--- START ---

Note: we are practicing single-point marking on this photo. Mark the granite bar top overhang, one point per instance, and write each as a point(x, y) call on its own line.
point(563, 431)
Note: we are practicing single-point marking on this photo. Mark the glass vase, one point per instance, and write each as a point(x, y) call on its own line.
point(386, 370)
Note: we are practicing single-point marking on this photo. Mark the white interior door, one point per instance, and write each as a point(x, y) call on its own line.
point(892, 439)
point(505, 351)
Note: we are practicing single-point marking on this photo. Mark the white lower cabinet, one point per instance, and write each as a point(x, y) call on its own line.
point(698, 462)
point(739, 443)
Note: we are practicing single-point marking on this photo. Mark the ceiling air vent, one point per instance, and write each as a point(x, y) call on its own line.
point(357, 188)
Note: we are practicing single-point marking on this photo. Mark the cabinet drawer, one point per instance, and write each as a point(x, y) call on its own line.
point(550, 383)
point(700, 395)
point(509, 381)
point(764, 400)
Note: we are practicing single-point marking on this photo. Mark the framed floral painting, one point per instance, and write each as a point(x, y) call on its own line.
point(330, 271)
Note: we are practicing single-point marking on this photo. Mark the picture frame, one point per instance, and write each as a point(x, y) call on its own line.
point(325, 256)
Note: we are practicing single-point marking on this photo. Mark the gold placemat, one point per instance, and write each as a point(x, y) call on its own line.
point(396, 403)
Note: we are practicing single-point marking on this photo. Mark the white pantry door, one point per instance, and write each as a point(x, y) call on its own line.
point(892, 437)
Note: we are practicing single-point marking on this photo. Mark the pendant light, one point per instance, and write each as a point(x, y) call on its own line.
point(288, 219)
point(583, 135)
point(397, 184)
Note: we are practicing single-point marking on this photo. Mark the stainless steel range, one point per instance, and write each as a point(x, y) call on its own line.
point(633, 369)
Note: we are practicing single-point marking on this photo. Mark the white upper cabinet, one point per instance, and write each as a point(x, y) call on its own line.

--- END ---

--- TASK OBJECTIVE ---
Every line above is to be duplicated exactly as shown.

--- EXERCISE RESULT ---
Note: we are practicing single-point marking on this photo. Mark the granite bar top overhang, one point per instance, and write each as a point(x, y) call on its own line.
point(563, 431)
Note: we are practicing single-point marking on this photo. Mark the glass vase, one point per instance, and write each as a point(x, y) call on its own line.
point(386, 370)
Note: we are practicing single-point marking on this photo. Mark the white interior door, one point per instance, and write each as a point(x, y) call on its own line.
point(892, 439)
point(505, 351)
Note: we are practicing single-point marking on this photo. Mark the white lower cabinet, one point per instance, and write each as a point(x, y) call on its own line.
point(698, 462)
point(739, 443)
Note: we are practicing single-point marking on this photo. Mark the ceiling air vent, one point per instance, and write each as a point(x, y) call on its own line.
point(357, 188)
Note: we are practicing single-point marking on this photo. Mark the cabinet drawer, one point per instance, and write each as a point(x, y) call on its own line.
point(550, 383)
point(700, 395)
point(509, 381)
point(764, 400)
Note: we are practicing single-point marking on this photo. Mark the framed floral painting, one point per instance, and write each as a point(x, y) call on its own line.
point(330, 271)
Note: we are practicing single-point marking on this photo. Mark the picture frame, one point per instance, and write each as a point(x, y) call on its own line.
point(325, 256)
Note: we are practicing single-point marking on this photo. Mark the gold placemat, one point per instance, and write each as a point(x, y) call on its own line.
point(396, 403)
Note: we are practicing single-point marking on this photo. Mark the white pantry door, one point per instance, and write each as a point(x, y) call on its own line.
point(892, 437)
Note: we are practicing single-point marking on this photo. Mark the pendant light, one point per instance, and write each as a point(x, y) call on its own line.
point(288, 219)
point(583, 135)
point(397, 184)
Note: we are practicing single-point marking on this photo. Mark the stainless steel range, one point per instance, and write each as a point(x, y) call on its own line.
point(633, 369)
Note: we are practicing single-point marking on this photo. Mark the white upper cabinet, one point per instance, and write each as a point(x, y) call on its own line.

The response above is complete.